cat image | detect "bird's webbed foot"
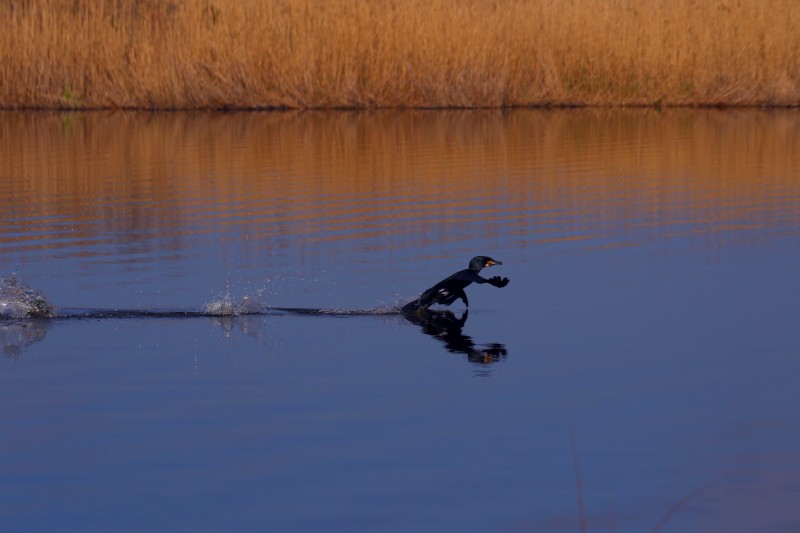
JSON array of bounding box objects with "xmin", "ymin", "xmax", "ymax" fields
[{"xmin": 487, "ymin": 276, "xmax": 510, "ymax": 288}]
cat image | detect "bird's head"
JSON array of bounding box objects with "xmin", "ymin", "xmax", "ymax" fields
[{"xmin": 469, "ymin": 256, "xmax": 502, "ymax": 272}]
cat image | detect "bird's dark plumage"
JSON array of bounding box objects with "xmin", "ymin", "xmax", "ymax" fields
[{"xmin": 402, "ymin": 256, "xmax": 509, "ymax": 312}]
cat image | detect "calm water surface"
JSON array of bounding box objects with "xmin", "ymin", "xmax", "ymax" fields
[{"xmin": 1, "ymin": 110, "xmax": 800, "ymax": 531}]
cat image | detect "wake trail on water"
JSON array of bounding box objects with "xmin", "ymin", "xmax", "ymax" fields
[{"xmin": 0, "ymin": 277, "xmax": 408, "ymax": 320}]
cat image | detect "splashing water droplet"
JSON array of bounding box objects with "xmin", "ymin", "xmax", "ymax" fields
[
  {"xmin": 0, "ymin": 276, "xmax": 58, "ymax": 318},
  {"xmin": 203, "ymin": 292, "xmax": 264, "ymax": 317}
]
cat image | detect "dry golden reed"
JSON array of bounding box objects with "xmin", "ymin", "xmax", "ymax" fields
[{"xmin": 1, "ymin": 0, "xmax": 799, "ymax": 109}]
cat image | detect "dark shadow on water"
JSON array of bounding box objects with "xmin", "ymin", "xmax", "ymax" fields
[{"xmin": 402, "ymin": 308, "xmax": 507, "ymax": 366}]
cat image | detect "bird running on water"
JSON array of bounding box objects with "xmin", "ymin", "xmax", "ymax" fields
[{"xmin": 401, "ymin": 256, "xmax": 509, "ymax": 312}]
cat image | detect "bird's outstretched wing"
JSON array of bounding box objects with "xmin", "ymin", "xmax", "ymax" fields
[
  {"xmin": 417, "ymin": 282, "xmax": 468, "ymax": 308},
  {"xmin": 401, "ymin": 266, "xmax": 507, "ymax": 312}
]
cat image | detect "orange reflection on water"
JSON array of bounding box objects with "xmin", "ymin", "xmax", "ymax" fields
[{"xmin": 1, "ymin": 109, "xmax": 798, "ymax": 255}]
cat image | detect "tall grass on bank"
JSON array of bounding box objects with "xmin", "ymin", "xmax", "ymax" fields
[{"xmin": 1, "ymin": 0, "xmax": 799, "ymax": 109}]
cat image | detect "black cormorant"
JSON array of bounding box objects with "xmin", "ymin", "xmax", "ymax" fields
[{"xmin": 401, "ymin": 256, "xmax": 509, "ymax": 312}]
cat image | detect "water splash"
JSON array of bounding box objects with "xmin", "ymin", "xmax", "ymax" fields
[
  {"xmin": 203, "ymin": 293, "xmax": 264, "ymax": 317},
  {"xmin": 0, "ymin": 276, "xmax": 58, "ymax": 318}
]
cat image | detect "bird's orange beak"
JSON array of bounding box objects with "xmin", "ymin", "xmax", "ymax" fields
[{"xmin": 485, "ymin": 259, "xmax": 502, "ymax": 267}]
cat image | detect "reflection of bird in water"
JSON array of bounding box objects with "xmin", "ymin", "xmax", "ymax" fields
[
  {"xmin": 1, "ymin": 320, "xmax": 50, "ymax": 360},
  {"xmin": 401, "ymin": 256, "xmax": 509, "ymax": 312},
  {"xmin": 402, "ymin": 308, "xmax": 507, "ymax": 365}
]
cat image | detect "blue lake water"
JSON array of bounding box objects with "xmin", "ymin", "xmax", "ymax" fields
[{"xmin": 1, "ymin": 109, "xmax": 800, "ymax": 531}]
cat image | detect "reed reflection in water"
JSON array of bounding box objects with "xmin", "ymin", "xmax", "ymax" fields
[
  {"xmin": 1, "ymin": 109, "xmax": 798, "ymax": 307},
  {"xmin": 1, "ymin": 109, "xmax": 800, "ymax": 531}
]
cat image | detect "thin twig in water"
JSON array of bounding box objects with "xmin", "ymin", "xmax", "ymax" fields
[
  {"xmin": 651, "ymin": 477, "xmax": 718, "ymax": 533},
  {"xmin": 568, "ymin": 418, "xmax": 588, "ymax": 533}
]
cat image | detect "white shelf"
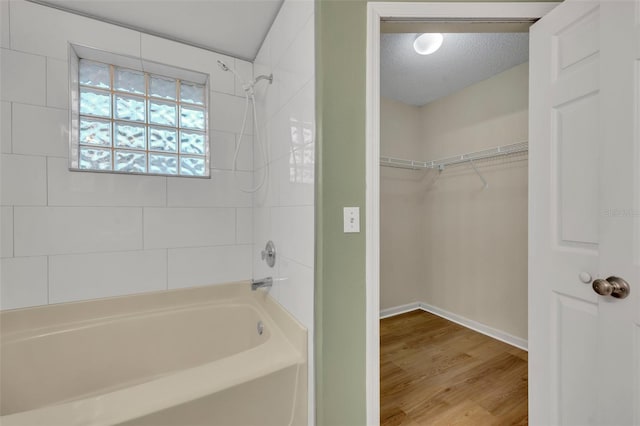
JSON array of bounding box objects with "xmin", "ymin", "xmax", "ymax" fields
[{"xmin": 380, "ymin": 141, "xmax": 528, "ymax": 171}]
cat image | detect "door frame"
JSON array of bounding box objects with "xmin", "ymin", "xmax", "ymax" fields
[{"xmin": 365, "ymin": 2, "xmax": 560, "ymax": 424}]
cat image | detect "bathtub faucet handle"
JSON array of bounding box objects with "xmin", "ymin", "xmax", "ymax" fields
[
  {"xmin": 261, "ymin": 241, "xmax": 276, "ymax": 268},
  {"xmin": 251, "ymin": 277, "xmax": 273, "ymax": 291}
]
——————
Could the data above be copied out exactly, with no pictures kept?

Result for this task:
cat image | detect "bird's webbed foot"
JSON array of bounding box objects with "xmin", "ymin", "xmax", "ymax" fields
[{"xmin": 487, "ymin": 276, "xmax": 510, "ymax": 288}]
cat image | detect "bird's head"
JSON array of bounding box objects with "xmin", "ymin", "xmax", "ymax" fields
[{"xmin": 469, "ymin": 256, "xmax": 502, "ymax": 272}]
cat image | detect "bird's dark plumage"
JSON array of bounding box objects with "xmin", "ymin", "xmax", "ymax" fields
[{"xmin": 402, "ymin": 256, "xmax": 509, "ymax": 312}]
cat image | detect "calm water surface"
JSON array of bounding box objects with "xmin", "ymin", "xmax", "ymax" fields
[{"xmin": 1, "ymin": 110, "xmax": 800, "ymax": 531}]
cat image | detect "wake trail on water"
JSON array of bounding box objects with "xmin", "ymin", "xmax", "ymax" fields
[{"xmin": 0, "ymin": 277, "xmax": 408, "ymax": 320}]
cat image | detect "splashing water droplet"
JSON array of bounding box objects with "xmin", "ymin", "xmax", "ymax" fields
[
  {"xmin": 0, "ymin": 276, "xmax": 58, "ymax": 318},
  {"xmin": 203, "ymin": 292, "xmax": 264, "ymax": 317}
]
cat image | detect "dry golden reed"
JSON array of bounding box objects with "xmin", "ymin", "xmax", "ymax" fields
[{"xmin": 1, "ymin": 0, "xmax": 799, "ymax": 109}]
cat image | detect "dark shadow on water"
JSON array of bounding box objects with "xmin", "ymin", "xmax", "ymax" fields
[{"xmin": 402, "ymin": 308, "xmax": 507, "ymax": 366}]
cat image | detect "bird running on water"
JSON array of bounding box objects with "xmin", "ymin", "xmax", "ymax" fields
[{"xmin": 401, "ymin": 256, "xmax": 509, "ymax": 312}]
cat image | detect "bird's outstretched wing"
JSON array of bounding box objects with "xmin", "ymin", "xmax", "ymax" fields
[
  {"xmin": 417, "ymin": 282, "xmax": 468, "ymax": 308},
  {"xmin": 401, "ymin": 266, "xmax": 507, "ymax": 312}
]
cat image | detect "orange reflection on water"
JSON array of bounding box objects with "xmin", "ymin", "xmax", "ymax" fields
[{"xmin": 1, "ymin": 109, "xmax": 798, "ymax": 255}]
cat image | detect "tall grass on bank"
JSON array of bounding box objects with "xmin", "ymin", "xmax", "ymax" fields
[{"xmin": 1, "ymin": 0, "xmax": 799, "ymax": 109}]
cat image | detect "black cormorant"
JSON array of bounding box objects with "xmin", "ymin", "xmax", "ymax" fields
[{"xmin": 401, "ymin": 256, "xmax": 509, "ymax": 312}]
cat image | detect "water splash"
JSON array of bounding box objects with "xmin", "ymin", "xmax", "ymax" fields
[
  {"xmin": 203, "ymin": 293, "xmax": 264, "ymax": 317},
  {"xmin": 0, "ymin": 276, "xmax": 58, "ymax": 318}
]
cat image | detect "bird's orange beak"
JSON array of bounding box objects with "xmin", "ymin", "xmax", "ymax" fields
[{"xmin": 485, "ymin": 259, "xmax": 502, "ymax": 267}]
cat image | detect "reflection of bird in water"
JSON array of bounding box objects with "xmin", "ymin", "xmax", "ymax" fields
[
  {"xmin": 1, "ymin": 320, "xmax": 50, "ymax": 360},
  {"xmin": 401, "ymin": 256, "xmax": 509, "ymax": 312},
  {"xmin": 402, "ymin": 308, "xmax": 507, "ymax": 365}
]
cat image | detect "blue lake water"
JSON array of bounding box objects with "xmin", "ymin", "xmax", "ymax" fields
[{"xmin": 1, "ymin": 109, "xmax": 800, "ymax": 531}]
cat image | detect "reed reflection in water"
JSON array of bounding box objects with "xmin", "ymin", "xmax", "ymax" fields
[
  {"xmin": 1, "ymin": 109, "xmax": 798, "ymax": 307},
  {"xmin": 1, "ymin": 109, "xmax": 800, "ymax": 531}
]
cat image | detect "thin twig in water"
JSON array of bounding box objects with "xmin", "ymin", "xmax", "ymax" fields
[
  {"xmin": 651, "ymin": 477, "xmax": 718, "ymax": 533},
  {"xmin": 568, "ymin": 418, "xmax": 588, "ymax": 533}
]
cat image | detect "white shelf"
JSON array of bounding box objects with "xmin", "ymin", "xmax", "ymax" fields
[{"xmin": 380, "ymin": 141, "xmax": 528, "ymax": 171}]
cat image | detect "door frame"
JSON array of bounding box objects with "xmin", "ymin", "xmax", "ymax" fields
[{"xmin": 365, "ymin": 2, "xmax": 560, "ymax": 424}]
cat image | detect "bathtub faucet handle"
JSON array of bounding box objects with "xmin", "ymin", "xmax", "ymax" fields
[
  {"xmin": 261, "ymin": 241, "xmax": 276, "ymax": 268},
  {"xmin": 251, "ymin": 277, "xmax": 273, "ymax": 291}
]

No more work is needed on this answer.